— Start Entries provided —
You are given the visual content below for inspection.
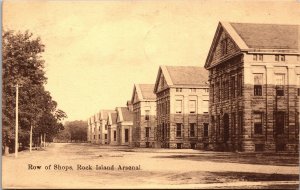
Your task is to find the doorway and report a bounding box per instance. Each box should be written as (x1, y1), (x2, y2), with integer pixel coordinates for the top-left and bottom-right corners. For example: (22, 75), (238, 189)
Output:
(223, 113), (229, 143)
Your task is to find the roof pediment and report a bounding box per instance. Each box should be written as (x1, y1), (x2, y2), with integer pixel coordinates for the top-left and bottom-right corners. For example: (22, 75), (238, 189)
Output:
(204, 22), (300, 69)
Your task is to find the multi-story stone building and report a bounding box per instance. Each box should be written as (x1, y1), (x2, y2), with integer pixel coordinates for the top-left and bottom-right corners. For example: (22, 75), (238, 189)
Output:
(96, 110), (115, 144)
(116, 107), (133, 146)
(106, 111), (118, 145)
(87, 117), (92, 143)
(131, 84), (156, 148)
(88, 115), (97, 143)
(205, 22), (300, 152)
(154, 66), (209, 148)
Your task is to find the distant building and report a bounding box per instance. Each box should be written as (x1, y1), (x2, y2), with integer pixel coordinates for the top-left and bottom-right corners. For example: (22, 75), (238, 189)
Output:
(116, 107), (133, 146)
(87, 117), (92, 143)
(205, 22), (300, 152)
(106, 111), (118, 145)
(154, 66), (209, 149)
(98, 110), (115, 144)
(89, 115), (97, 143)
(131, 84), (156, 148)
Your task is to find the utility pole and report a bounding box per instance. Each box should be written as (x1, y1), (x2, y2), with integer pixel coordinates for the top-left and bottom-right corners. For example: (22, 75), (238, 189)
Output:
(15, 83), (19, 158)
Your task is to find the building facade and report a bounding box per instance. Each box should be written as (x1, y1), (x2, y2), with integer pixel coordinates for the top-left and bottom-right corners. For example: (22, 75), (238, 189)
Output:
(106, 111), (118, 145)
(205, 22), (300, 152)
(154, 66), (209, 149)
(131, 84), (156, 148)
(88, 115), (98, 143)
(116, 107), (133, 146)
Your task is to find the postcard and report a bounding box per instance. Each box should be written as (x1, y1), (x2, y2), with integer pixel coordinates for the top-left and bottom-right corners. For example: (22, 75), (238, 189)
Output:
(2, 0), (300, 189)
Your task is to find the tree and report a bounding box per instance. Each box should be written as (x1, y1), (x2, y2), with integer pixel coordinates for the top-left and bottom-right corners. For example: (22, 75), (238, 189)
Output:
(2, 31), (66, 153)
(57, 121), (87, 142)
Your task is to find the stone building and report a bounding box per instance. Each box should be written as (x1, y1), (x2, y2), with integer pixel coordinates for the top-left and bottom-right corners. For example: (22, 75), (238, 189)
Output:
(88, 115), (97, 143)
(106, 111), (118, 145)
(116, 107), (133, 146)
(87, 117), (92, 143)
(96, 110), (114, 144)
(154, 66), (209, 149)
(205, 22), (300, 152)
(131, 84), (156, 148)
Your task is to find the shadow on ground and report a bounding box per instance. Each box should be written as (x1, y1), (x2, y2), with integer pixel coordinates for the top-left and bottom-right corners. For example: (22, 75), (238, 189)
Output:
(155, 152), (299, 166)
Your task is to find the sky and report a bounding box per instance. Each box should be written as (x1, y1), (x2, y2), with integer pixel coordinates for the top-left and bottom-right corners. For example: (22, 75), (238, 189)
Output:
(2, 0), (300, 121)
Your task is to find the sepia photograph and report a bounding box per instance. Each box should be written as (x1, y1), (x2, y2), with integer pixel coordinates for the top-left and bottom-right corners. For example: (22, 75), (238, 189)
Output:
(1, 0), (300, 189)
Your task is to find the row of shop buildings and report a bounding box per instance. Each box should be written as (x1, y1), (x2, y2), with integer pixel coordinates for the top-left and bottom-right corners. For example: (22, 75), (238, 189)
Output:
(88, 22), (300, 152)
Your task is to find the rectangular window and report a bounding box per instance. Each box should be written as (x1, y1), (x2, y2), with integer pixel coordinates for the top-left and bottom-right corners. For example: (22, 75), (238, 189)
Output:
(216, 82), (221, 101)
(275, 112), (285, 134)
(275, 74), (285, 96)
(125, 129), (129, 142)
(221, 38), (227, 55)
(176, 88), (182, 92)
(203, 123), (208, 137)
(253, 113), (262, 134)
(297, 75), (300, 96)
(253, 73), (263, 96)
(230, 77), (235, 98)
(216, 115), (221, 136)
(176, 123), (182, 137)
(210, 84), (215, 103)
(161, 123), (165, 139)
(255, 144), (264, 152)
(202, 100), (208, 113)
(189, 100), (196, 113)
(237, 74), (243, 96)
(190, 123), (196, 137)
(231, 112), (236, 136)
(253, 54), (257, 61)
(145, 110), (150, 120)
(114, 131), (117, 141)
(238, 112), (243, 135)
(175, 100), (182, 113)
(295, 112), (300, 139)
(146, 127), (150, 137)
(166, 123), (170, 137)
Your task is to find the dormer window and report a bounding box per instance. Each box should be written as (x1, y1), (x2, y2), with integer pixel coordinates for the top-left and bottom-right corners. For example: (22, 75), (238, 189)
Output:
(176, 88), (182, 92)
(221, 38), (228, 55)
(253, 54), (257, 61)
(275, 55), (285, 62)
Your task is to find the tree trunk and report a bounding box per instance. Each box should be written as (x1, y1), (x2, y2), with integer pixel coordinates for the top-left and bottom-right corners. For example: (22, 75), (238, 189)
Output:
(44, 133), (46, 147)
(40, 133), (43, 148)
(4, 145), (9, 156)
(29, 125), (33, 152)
— End Entries provided —
— Start Entries provided —
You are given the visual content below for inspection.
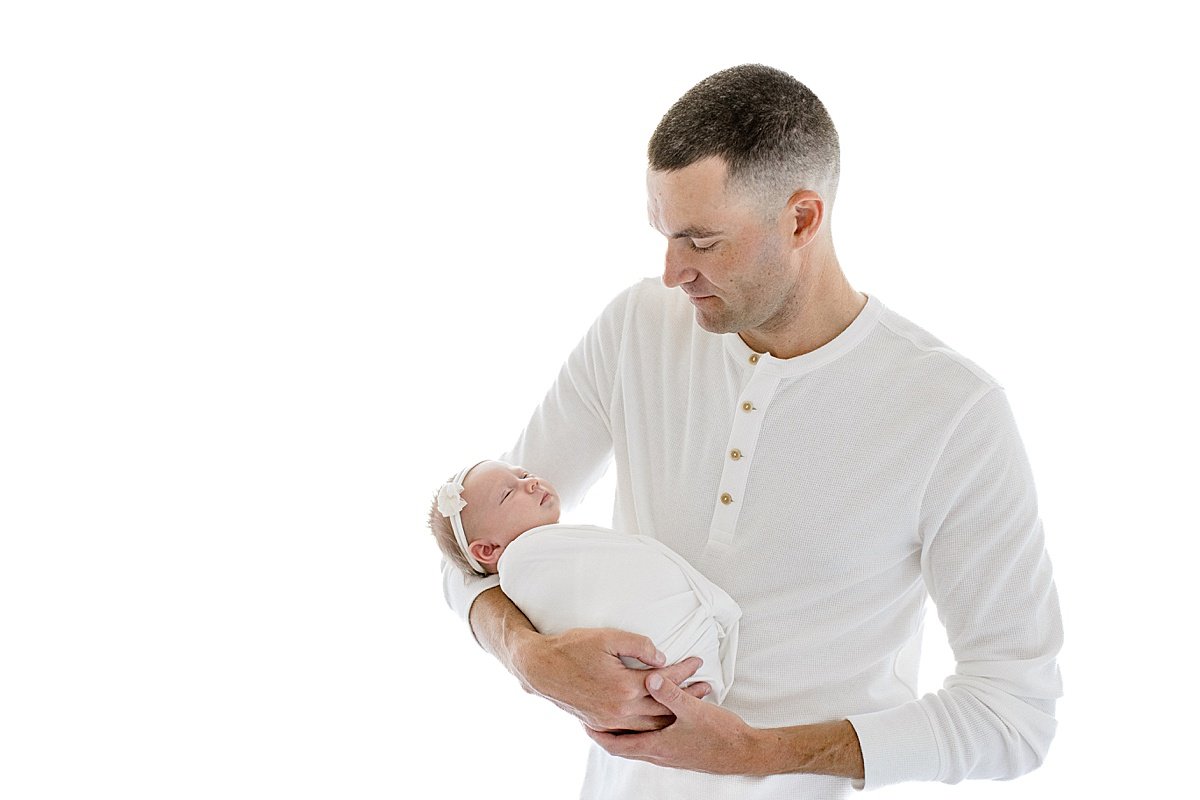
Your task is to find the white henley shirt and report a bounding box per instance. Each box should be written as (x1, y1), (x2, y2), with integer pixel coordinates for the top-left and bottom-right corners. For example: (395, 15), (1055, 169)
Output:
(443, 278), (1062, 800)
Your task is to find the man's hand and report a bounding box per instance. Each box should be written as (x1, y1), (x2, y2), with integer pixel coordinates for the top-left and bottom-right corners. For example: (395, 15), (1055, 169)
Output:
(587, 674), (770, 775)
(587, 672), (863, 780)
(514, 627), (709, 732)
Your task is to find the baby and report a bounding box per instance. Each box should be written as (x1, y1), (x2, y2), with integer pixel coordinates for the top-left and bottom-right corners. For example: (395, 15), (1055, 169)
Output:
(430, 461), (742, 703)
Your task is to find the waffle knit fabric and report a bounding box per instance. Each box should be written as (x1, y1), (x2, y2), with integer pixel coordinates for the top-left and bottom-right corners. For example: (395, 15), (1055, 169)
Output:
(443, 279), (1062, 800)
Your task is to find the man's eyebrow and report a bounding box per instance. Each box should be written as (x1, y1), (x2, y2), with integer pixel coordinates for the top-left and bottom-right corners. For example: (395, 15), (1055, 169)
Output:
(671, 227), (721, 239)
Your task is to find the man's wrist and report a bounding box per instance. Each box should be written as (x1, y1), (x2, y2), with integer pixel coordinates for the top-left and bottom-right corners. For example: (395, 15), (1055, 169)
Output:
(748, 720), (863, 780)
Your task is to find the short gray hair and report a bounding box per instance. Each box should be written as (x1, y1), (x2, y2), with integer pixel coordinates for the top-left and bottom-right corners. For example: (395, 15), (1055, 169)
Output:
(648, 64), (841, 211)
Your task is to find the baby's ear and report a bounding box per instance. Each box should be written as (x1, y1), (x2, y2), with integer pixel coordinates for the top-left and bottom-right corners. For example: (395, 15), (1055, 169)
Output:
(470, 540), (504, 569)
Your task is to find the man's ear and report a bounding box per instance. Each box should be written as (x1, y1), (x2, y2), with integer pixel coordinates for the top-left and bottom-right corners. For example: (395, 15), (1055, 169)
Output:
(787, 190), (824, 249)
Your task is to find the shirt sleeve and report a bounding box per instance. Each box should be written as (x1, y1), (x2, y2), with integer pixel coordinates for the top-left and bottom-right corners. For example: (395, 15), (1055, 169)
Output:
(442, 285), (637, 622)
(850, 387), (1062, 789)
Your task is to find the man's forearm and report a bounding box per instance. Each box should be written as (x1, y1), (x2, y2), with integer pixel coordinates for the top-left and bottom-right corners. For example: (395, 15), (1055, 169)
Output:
— End Entries provided —
§ Your objective
Copy out, word for word, the lines from the one containing "Your task is to find the row" through the one containing "(88, 22), (300, 152)", including both of those lines.

§ Exercise output
Your task is to find the row of shop buildings and report a bounding box per instance. Each box should be written as (x1, y1), (x2, y2), with integer pixel coordinates for the top-left and bottom-right corners. For example: (22, 75), (238, 189)
Output:
(88, 22), (300, 152)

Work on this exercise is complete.